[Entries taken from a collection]
__________

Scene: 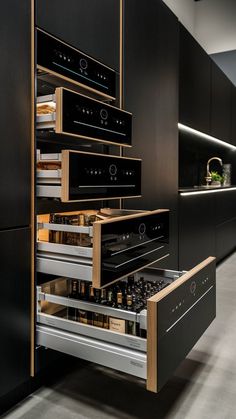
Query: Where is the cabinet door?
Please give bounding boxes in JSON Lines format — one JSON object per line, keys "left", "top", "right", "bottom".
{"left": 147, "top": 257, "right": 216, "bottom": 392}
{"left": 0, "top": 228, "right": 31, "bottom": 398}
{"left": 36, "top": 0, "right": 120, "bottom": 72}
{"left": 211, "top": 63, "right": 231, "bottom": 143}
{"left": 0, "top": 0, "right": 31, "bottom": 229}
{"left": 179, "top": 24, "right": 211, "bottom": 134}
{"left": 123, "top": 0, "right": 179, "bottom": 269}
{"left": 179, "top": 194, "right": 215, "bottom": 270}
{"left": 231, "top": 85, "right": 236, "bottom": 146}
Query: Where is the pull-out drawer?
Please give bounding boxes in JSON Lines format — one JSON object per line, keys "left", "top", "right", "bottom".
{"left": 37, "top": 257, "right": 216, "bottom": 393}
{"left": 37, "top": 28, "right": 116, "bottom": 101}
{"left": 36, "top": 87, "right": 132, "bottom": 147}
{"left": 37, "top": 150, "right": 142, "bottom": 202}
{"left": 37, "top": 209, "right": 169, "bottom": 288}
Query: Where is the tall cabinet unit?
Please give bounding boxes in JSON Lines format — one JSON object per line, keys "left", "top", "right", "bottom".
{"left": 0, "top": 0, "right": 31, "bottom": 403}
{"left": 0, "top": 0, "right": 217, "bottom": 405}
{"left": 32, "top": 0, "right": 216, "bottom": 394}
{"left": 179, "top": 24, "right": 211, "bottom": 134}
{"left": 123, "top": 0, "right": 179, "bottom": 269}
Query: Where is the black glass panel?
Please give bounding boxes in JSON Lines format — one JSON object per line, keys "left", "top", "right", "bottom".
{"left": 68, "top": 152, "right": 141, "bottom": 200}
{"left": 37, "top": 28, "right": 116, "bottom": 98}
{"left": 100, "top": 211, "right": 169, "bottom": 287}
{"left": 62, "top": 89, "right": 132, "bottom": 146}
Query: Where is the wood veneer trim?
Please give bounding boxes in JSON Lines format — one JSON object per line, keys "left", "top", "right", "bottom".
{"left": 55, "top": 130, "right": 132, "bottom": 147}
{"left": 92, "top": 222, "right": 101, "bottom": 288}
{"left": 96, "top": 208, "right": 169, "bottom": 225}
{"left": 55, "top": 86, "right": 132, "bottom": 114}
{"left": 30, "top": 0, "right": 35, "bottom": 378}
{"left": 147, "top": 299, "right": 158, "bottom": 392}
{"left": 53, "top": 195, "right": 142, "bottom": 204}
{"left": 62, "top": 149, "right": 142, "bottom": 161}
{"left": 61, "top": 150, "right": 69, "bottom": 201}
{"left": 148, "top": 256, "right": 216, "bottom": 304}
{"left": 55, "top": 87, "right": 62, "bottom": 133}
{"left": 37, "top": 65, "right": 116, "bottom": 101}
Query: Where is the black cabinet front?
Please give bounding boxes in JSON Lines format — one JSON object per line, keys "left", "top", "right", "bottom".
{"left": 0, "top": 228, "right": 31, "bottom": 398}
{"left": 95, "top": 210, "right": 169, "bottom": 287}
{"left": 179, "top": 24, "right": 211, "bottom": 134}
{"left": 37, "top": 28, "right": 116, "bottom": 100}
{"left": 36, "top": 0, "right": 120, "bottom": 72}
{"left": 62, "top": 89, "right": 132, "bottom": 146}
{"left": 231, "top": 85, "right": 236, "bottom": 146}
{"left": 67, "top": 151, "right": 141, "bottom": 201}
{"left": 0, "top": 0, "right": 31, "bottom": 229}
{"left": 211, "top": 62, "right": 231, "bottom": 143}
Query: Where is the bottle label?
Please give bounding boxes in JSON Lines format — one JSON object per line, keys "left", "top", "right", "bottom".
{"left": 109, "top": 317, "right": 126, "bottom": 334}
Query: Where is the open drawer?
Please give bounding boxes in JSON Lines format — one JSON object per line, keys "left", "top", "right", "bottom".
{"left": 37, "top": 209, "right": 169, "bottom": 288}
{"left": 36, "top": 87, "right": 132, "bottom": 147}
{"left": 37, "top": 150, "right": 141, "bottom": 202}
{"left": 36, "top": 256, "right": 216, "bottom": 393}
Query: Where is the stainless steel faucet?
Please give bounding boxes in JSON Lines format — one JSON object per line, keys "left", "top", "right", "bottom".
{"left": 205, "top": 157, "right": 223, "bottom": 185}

__________

◆ TASK INSTRUCTIONS
The lines sought are those in the data above that include the string "Where"; copy each one.

◆ YOUR RESPONSE
Query: Where is the cabinet door?
Query: Where is the pull-out drawer?
Query: Where is the tall cabinet unit?
Query: Where is the black glass panel?
Query: Where is the wood veneer trim?
Query: Where is the black cabinet front?
Query: Where is the bottle label?
Query: Where is the open drawer?
Query: Where is the stainless steel faucet?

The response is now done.